→ THE REQUEST
The required output is the line containing "Where can you spot the black coffee" through the final line of the material below, printed exactly, with no other lines.

Records:

═══

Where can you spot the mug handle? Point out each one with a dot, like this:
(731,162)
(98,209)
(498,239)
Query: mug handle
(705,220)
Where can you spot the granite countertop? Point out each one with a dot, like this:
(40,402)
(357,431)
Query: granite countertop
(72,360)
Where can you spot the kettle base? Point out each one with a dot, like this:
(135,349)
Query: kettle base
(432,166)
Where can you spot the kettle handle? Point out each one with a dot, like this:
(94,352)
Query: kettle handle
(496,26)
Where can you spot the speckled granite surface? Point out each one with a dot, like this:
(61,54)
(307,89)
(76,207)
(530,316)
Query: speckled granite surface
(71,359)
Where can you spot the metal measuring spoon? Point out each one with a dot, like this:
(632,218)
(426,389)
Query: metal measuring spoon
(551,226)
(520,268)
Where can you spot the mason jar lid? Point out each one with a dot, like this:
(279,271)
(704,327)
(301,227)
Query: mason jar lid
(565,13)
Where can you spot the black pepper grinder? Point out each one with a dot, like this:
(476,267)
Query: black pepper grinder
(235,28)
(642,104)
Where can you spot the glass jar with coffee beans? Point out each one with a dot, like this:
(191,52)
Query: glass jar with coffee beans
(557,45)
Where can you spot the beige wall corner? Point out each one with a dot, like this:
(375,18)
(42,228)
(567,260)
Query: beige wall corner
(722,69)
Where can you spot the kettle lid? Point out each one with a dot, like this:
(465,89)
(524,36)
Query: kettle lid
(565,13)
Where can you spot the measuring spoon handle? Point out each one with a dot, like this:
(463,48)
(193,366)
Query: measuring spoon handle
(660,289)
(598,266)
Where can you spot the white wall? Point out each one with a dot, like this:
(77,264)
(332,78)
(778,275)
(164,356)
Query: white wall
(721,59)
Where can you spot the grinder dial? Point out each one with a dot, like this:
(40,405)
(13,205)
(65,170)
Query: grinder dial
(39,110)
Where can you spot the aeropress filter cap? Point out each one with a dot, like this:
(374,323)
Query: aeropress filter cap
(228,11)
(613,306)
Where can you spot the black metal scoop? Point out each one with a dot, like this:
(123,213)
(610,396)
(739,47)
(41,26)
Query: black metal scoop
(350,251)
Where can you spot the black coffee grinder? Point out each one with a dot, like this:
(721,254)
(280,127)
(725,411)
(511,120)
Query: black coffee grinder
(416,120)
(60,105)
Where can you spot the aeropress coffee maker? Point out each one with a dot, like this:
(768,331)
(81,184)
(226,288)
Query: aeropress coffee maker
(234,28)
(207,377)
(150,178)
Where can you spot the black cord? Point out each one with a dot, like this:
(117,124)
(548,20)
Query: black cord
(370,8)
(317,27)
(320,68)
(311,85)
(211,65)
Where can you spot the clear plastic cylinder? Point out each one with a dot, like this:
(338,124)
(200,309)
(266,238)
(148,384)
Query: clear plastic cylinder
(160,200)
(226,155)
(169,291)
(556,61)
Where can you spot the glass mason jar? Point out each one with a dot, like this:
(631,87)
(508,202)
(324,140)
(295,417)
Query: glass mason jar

═══

→ THE REPLY
Where can you spot the black coffee grinder? Point out each one with a dot, like this:
(721,254)
(280,127)
(725,411)
(511,120)
Query: black coffee grinder
(416,120)
(60,105)
Where can you spot the aeropress coffee maker? Point out each one with a dot, like this:
(768,331)
(81,184)
(226,288)
Query: aeropress coffee maker
(234,28)
(207,377)
(150,178)
Where can you spot the black cord? Point out each one with a dot, like this:
(117,124)
(548,20)
Query: black cord
(370,8)
(317,27)
(320,68)
(311,85)
(211,65)
Where can you spot the clear plastic cylinder? Point out each one with a dot, like this:
(338,124)
(200,309)
(266,238)
(148,384)
Query: clear plastic cylinder
(160,200)
(226,155)
(169,291)
(556,61)
Where can you spot the glass mason jar? Point out each one with a dot, like this:
(631,87)
(508,202)
(324,140)
(295,417)
Query: glass mason jar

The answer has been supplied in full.